## Task set
- 1) In the U-verse forum thread, what installation fee did the first poster have to pay?
- 2) List every distinct username that appears in a post header of the U-verse forum thread.

## Passage provided

*****

I called the normal support number for my landline account 1 800 288 2020. I orginally called to shut off landline phone and switch to some type of dsl. Was suprised to hear uverse was available. Haven't seen any comercials, flyers etc. Even though they did try to get me to buy the TV service they never said it was a requirement for high speed internet. Only caveat was that I had to shut off my current dsl (earthlink) for 10 days before I could sign-up. Its killing me to wait another 2 weeks but I'll survive with my using my cell phone as a modem. There was also an installation fee of $95 but no other catches.


----------



## Greg Alsobrook (Apr 2, 2007)

well... i did find a list of current locations... don't remember seeing this last time i was on the site... oh well though, no love for memphis 

https://uma.att.com/general/46-AMSS-X-X-IFRAME.html


----------



## Greg Alsobrook (Apr 2, 2007)

when the guy from at&t did my dsl instal several months back, i remember him saying something about a 10-12 mbps service that could be coming to memphis soon... and he said it was over copper... wonder if there's any truth to that...


----------



## mitchd (Feb 24, 2003)

Uverse still uses copper, so it could be true. They're just using a higher bitrate ADSL standard between a VRAD in your neighborhood and equipment in your home. I think the total connection is something like 30-40ish mbps, some for data, the rest for video.

I haven't followed it too closely, so double check anything I say. They said early on that there would be no chance of opting out of the video services and using the entire connection for data, so I stopped paying attention.

I have some horrible reviews, though. One thing that would probably hurt readers here pretty bad is that it can only support one (heavily compressed) HD feed.

The uverse forums over at dslreports is probably a great place for info: link


----------



## Greg Alsobrook (Apr 2, 2007)

thanks for the info & link mitchd!


----------



## tcusta00 (Dec 31, 2007)

dslreports also has a cool map feature to see where U-Verse or Fios is currently up and where it will be installed.

http://www.dslreports.com/gmaps/uverse


----------

*****

## Material supplied
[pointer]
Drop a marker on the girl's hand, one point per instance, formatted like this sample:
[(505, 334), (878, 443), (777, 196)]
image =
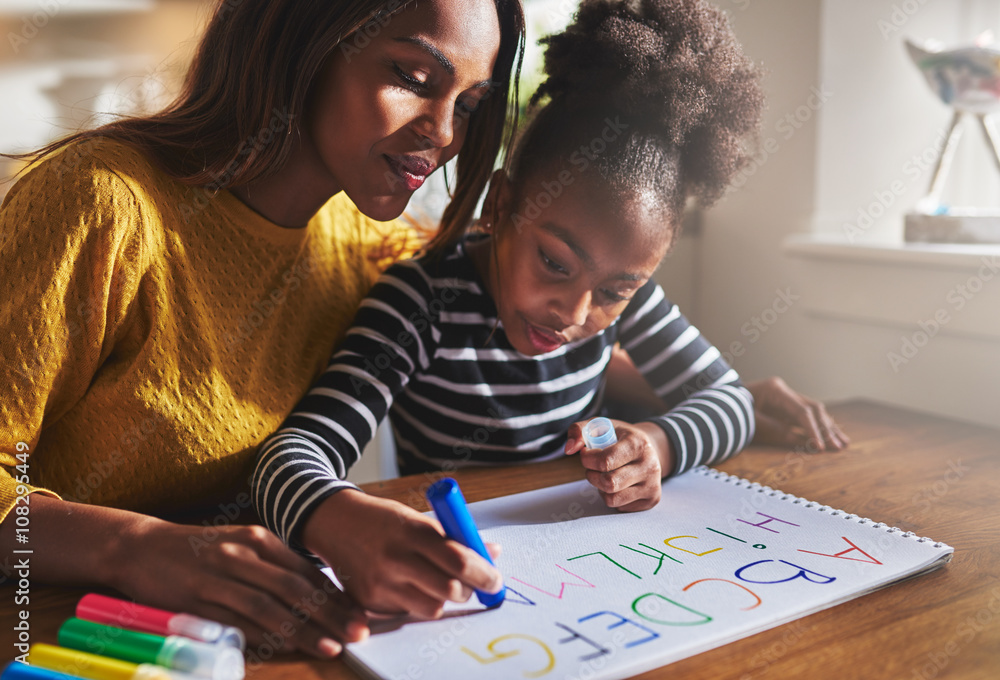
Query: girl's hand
[(242, 576), (627, 474), (786, 418), (392, 559)]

*****

## Responses by task
- 1) $95

- 2) Greg Alsobrook, mitchd, tcusta00